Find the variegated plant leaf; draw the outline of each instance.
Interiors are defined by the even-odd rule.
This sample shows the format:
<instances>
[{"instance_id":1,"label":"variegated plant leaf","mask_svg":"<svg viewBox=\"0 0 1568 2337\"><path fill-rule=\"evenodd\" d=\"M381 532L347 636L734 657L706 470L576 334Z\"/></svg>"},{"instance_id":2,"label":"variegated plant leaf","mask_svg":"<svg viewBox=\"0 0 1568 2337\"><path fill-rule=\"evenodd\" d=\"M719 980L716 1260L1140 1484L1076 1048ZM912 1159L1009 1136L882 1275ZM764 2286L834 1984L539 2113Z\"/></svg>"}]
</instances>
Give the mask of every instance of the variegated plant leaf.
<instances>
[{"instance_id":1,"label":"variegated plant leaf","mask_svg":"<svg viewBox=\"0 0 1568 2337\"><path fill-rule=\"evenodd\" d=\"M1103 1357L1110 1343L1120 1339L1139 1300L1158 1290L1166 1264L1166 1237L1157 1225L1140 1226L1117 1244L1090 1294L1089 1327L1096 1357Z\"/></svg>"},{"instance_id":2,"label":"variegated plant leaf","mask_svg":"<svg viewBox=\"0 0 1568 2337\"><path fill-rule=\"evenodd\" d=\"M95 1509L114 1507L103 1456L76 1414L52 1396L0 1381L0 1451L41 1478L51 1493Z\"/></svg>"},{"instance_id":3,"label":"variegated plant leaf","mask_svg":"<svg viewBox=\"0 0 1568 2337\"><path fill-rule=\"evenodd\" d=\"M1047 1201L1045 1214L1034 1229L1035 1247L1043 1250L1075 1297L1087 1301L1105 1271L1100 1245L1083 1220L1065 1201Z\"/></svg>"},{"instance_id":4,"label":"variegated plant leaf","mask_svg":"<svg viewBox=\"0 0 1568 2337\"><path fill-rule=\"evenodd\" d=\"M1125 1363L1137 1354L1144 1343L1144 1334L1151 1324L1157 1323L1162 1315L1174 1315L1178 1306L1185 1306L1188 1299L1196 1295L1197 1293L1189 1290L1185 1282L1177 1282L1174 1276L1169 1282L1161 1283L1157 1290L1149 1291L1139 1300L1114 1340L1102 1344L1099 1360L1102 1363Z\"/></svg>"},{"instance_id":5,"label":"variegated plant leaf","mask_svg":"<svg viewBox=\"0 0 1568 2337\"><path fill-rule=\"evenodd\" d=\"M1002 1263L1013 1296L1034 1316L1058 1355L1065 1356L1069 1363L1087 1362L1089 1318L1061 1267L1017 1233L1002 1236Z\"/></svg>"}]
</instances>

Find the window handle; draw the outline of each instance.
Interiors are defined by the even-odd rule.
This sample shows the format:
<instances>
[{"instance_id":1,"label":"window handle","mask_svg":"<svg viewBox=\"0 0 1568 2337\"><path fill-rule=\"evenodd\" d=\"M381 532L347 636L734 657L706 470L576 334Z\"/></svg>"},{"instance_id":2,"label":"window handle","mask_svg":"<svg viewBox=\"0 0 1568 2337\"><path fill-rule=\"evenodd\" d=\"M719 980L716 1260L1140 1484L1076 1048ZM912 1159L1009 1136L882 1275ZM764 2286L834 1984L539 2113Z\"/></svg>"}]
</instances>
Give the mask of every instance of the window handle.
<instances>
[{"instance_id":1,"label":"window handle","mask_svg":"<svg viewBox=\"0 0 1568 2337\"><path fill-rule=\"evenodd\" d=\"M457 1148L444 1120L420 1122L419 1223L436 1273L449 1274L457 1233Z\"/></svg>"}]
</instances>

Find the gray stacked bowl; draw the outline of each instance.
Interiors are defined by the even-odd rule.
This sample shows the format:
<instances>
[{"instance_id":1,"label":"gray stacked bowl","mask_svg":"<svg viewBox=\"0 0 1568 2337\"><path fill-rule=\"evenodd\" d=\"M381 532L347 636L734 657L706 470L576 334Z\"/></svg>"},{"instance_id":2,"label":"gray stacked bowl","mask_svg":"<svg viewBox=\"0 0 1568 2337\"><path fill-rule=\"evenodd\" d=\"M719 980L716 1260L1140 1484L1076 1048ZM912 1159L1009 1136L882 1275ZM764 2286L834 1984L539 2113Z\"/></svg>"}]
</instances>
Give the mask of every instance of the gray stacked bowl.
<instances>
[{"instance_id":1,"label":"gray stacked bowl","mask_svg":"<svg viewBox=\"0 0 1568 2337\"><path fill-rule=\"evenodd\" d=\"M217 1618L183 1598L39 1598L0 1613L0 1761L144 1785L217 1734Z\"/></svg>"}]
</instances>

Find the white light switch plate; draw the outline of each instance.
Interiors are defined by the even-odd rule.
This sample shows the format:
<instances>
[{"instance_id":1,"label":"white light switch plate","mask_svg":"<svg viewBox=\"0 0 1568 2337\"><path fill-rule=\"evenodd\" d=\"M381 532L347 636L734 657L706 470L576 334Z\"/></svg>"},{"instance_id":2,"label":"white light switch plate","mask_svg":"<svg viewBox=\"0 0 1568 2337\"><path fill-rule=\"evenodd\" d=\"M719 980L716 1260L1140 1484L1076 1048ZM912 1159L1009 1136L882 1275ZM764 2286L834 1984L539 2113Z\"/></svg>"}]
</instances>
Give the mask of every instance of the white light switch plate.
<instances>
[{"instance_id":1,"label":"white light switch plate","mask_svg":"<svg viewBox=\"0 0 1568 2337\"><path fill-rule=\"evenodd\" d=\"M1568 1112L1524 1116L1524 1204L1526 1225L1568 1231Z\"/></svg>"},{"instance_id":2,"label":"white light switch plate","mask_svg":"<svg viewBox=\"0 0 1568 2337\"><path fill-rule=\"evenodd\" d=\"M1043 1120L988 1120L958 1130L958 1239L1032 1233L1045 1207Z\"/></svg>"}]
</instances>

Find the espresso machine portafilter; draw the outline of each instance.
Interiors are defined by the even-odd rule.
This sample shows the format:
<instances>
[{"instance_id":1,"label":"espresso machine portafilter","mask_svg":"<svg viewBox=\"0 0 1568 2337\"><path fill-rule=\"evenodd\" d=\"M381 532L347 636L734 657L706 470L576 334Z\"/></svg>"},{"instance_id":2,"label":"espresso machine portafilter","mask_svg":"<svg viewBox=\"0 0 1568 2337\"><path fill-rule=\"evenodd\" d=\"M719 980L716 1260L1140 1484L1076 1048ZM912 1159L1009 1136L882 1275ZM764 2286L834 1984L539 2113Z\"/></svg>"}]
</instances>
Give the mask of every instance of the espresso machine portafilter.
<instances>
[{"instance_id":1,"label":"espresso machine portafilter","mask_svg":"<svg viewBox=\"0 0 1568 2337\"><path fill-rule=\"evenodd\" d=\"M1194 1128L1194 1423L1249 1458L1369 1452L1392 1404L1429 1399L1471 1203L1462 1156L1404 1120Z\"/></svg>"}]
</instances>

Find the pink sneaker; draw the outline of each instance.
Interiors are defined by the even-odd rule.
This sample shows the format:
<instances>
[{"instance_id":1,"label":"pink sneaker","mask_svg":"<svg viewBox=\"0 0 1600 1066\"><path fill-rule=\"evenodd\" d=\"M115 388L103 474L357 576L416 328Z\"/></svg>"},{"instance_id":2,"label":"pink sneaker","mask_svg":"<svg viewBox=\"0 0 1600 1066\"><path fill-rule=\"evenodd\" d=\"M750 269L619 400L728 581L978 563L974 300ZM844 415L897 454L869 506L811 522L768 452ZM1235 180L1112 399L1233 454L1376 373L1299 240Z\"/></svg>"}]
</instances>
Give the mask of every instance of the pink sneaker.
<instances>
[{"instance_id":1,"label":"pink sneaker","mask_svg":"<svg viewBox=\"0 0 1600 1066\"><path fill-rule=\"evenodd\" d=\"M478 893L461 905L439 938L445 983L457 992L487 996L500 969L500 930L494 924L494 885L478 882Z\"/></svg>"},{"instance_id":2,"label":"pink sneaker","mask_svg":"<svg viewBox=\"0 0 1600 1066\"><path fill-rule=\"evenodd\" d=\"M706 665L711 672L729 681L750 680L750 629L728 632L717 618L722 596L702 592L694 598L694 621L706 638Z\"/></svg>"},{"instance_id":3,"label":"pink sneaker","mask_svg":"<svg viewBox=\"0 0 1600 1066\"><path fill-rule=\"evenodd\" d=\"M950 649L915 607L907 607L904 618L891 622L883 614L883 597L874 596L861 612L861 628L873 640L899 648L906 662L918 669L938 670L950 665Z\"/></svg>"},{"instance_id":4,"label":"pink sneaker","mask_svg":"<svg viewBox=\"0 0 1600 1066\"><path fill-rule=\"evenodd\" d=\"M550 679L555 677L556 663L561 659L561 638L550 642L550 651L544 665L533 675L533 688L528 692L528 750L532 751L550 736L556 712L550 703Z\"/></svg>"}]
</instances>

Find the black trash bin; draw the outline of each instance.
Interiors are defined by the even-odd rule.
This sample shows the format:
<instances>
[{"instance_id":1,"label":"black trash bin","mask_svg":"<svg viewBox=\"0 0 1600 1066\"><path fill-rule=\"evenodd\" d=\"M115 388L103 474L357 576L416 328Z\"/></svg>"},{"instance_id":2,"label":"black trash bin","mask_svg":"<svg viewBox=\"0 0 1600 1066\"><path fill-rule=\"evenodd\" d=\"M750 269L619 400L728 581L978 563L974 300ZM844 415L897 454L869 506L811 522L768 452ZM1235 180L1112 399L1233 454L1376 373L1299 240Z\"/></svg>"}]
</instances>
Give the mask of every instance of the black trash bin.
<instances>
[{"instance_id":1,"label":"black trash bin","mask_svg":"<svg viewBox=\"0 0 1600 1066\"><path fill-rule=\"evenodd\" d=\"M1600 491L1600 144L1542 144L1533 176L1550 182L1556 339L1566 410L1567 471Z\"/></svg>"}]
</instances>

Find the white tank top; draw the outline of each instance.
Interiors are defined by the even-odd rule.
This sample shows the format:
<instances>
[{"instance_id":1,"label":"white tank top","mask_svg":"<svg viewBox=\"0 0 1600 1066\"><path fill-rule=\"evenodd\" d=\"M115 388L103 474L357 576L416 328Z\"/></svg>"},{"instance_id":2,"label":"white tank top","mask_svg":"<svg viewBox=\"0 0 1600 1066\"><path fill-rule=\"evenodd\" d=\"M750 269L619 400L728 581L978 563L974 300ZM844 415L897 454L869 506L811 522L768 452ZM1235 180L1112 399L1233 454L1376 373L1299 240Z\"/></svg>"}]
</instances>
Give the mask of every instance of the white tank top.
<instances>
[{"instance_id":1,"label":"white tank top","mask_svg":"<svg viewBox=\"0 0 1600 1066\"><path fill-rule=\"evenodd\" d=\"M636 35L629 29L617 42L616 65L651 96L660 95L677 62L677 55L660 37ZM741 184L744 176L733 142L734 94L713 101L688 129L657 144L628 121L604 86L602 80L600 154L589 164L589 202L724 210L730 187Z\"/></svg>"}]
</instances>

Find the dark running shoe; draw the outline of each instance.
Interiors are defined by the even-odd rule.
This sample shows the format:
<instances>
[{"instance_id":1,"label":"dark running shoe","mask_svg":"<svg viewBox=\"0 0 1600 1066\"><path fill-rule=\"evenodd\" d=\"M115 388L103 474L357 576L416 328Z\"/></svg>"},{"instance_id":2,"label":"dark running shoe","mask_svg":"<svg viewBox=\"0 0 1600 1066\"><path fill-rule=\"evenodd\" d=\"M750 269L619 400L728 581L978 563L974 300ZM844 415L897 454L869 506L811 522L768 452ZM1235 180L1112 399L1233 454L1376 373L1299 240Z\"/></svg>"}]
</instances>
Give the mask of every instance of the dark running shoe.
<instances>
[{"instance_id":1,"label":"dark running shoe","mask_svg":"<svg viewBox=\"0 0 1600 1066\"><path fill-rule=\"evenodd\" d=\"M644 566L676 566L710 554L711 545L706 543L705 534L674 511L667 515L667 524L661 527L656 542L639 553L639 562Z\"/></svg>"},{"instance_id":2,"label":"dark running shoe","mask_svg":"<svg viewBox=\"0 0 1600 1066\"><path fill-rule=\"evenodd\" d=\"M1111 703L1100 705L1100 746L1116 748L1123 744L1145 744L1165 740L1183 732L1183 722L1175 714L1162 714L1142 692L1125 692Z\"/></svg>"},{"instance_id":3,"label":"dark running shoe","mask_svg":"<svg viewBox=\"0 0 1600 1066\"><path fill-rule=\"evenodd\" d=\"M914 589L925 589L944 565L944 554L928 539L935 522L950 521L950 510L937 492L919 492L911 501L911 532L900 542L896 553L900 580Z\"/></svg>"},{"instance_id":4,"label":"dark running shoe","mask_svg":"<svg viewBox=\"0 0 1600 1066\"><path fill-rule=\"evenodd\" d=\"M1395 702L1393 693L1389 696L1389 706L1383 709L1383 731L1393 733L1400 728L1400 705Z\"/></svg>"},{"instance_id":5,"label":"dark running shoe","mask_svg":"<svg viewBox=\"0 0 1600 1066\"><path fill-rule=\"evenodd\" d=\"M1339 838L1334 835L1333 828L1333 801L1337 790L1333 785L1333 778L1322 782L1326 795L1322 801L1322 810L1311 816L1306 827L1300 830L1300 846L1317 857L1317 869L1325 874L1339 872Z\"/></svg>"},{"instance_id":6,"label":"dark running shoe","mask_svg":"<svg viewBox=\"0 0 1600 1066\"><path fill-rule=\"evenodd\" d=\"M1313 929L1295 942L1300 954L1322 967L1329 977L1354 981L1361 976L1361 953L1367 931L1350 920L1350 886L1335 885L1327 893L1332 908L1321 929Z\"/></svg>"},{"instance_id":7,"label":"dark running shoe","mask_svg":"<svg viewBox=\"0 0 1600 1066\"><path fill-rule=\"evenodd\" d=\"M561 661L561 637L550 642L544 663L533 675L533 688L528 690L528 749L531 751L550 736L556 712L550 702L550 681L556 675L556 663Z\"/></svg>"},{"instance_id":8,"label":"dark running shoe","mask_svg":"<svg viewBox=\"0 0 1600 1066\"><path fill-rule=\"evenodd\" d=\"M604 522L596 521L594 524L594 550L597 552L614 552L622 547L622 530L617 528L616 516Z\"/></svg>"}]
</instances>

> **EXERCISE BRIEF**
Only lines with the word "each" are wanted. Find and copy them from the records above.

> **RESPONSE BELOW**
Find the variegated plant leaf; draw the outline of each instance.
Find the window handle; draw the outline of each instance.
Find the gray stacked bowl; draw the outline of each instance.
Find the white light switch plate; draw the outline of each instance.
Find the espresso machine portafilter; draw the outline of each instance.
Find the pink sneaker; draw the outline of each instance.
Find the black trash bin; draw the outline of each instance.
Find the white tank top; draw the outline of each instance.
Find the dark running shoe; draw the outline of each instance.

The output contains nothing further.